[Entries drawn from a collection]
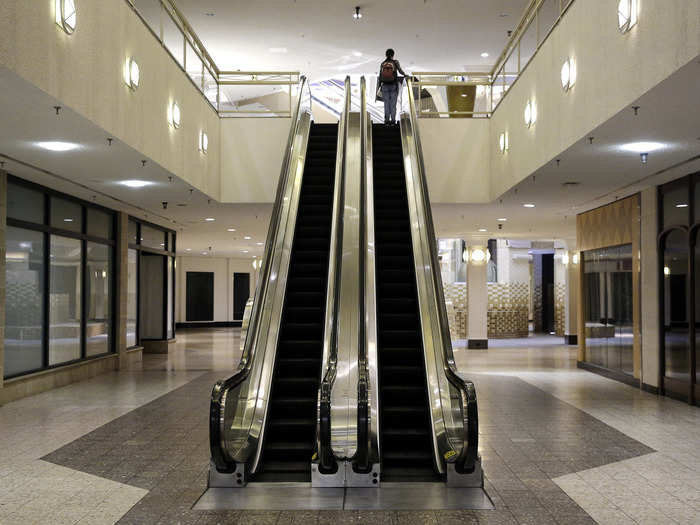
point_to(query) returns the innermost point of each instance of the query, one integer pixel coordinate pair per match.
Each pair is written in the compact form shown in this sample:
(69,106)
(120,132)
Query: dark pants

-- WHAT IS ASKED --
Please copy every line of the material above word for word, leaving the pictures out of your answer.

-- ANSWER FOR THIS EXERCISE --
point_to(query) returns the innermost point of each instance of the query, one integer pixel coordinate pair per match.
Each pair is written in the compact form shown in this sample:
(69,106)
(120,132)
Query: dark pants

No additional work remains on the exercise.